Goals:
- A) In the on-page SEO text, how recent should a cited survey or study be?
- B) Rewrite the on-page SEO text from "Here are the" to "to keep up.", putting "businesses" in place of "brands".

Text excerpt:
>> start

Here are the 20 on-page SEO factors we use to rank our clients on top of the SERP. Read on to learn how you can too (you’re gonna want to boookmark this one, trust me).
Google updates its algorithm regularly, making it tough for brands to keep up.
The good news: There are on-page SEO best practices that never change. Remember, Google’s top priority is to deliver the best value to searchers. Do that, and your odds of ranking in the #1 spot are that much higher.
Meanwhile, here’s our on-page SEO checklist we use to rank our client’s websites:
- Create unique, high-value content
- Design content for featured snippets and related questions
- Use SEO copywriting to attract search engines AND humans
- Implement relevant keywords
- Write descriptive headings
- Add on-page E-E-A-T signals
- Compelling, relevant visuals
- Optimized images
- Title tags
- Meta descriptions
- Descriptive image alt text
- URL structure
- Internal links with optimized anchor text
- External links to reputable sources
- Optimizing for local SEO
- Valid schema markup
- Responsive web design
- Website speed
- On-page UX signals
- Organized, structured website
Create unique, high-value content
Your page content tells search engines and readers several things:
- What topics you cover
- What industry you’re in
- Your level of expertise
All of this shows your relevance, trustworthiness, and authority in an industry. When search engines and readers see you consistently publish new quality content on the same or similar topics, it builds trust.
But publishing frequently means nothing if the quality isn’t there.
Here are a few best practices for developing high-quality SEO content:
- Write long-form blog content. Long-form content gives you space to dive deep into a topic, offering more value in the form of strategy breakdowns, examples, and walk-throughs.
- Include your own take on the topic. Don’t rehash what’s out there. Instead, provide unique insights from your experience. For instance, share a case study or personal story that illustrates what the reader is learning.
- Use examples to show, not tell. Use unique examples from your experience or a client’s, and use storytelling to draw them in until the call to action (CTA).
- Support claims with recent research and statistics. If you’re going to state a fact, link to a reputable source, such as a survey or study from a known publication that’s less than three years old. This helps you build trust and authority.
- Make the content scannable. Long or short, your content must be easy to scan (aka no large blocks of text). Use clear subheadings, short paragraphs, bullet points, bolded sections, and helpful visuals.
The more valuable the content, the more likely readers will read and share it with others.
Design content for featured snippets and related questions
When creating content for your website, consider opportunities to rank for featured snippets and related questions in the People Also Ask section of the SERPs. Featured snippets appear at the top of the first page, giving you the opportunity to get more eyes and clicks on your content.
That’s because they reveal answers to the query and sit front and center in position 0 (after the ads, but before the #1 link).

>> end

Stored data:
>> start

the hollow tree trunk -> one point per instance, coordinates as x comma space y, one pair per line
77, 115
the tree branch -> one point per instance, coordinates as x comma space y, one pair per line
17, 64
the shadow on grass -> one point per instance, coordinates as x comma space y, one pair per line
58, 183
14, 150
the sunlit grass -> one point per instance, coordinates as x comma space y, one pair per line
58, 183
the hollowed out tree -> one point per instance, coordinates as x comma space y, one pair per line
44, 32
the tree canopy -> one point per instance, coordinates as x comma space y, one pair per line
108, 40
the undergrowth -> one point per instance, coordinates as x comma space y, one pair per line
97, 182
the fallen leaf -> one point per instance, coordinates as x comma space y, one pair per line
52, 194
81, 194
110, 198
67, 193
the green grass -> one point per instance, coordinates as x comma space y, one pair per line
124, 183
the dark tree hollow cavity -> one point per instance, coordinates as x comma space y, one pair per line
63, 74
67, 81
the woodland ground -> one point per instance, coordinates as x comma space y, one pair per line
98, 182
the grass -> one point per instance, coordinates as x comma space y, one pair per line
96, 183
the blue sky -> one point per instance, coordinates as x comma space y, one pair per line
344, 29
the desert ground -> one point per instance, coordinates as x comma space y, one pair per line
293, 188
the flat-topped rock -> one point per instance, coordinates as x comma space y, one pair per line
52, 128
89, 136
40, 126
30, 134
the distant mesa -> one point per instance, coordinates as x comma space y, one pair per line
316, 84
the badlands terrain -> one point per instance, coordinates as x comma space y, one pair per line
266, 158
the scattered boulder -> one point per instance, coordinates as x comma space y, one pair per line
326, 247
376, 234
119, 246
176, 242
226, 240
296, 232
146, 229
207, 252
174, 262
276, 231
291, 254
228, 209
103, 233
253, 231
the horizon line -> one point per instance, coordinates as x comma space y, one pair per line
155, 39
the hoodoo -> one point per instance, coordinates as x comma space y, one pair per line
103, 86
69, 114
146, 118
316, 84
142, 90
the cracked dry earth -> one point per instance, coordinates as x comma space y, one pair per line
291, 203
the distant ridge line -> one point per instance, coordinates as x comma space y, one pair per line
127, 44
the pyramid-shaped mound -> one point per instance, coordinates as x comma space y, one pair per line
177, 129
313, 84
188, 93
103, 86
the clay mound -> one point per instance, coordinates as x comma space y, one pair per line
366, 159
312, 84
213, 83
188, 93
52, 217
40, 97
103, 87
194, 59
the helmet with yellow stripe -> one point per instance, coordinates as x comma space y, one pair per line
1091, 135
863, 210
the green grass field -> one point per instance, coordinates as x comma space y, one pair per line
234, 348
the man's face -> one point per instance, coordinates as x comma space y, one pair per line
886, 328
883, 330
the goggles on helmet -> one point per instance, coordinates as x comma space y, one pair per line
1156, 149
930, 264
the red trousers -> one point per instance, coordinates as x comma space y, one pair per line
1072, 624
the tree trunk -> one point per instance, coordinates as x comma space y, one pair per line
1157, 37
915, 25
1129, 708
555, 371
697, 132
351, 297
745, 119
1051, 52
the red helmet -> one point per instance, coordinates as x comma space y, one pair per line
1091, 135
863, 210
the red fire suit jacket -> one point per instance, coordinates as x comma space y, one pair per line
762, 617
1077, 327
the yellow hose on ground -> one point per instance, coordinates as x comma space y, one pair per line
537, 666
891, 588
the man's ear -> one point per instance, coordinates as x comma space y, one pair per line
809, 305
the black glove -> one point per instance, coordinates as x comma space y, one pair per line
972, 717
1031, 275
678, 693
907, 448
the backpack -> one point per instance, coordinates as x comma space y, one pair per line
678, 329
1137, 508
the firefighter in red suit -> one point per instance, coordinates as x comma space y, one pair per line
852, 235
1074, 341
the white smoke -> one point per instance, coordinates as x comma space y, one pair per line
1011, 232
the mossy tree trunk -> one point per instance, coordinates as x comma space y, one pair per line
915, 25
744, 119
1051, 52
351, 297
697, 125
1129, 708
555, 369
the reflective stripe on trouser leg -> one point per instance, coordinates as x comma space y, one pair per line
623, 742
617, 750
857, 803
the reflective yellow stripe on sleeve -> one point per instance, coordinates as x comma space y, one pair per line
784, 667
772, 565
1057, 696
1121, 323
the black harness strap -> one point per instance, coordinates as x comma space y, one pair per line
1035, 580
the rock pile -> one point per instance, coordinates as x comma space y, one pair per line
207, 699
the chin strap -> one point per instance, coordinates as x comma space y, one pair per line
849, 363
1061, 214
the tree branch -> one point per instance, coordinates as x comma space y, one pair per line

>> end

Responses for each task:
- A) Less than three years old.

- B)
Here are the 20 on-page SEO factors we use to rank our clients on top of the SERP. Read on to learn how you can too (you’re gonna want to boookmark this one, trust me).
Google updates its algorithm regularly, making it tough for businesses to keep up.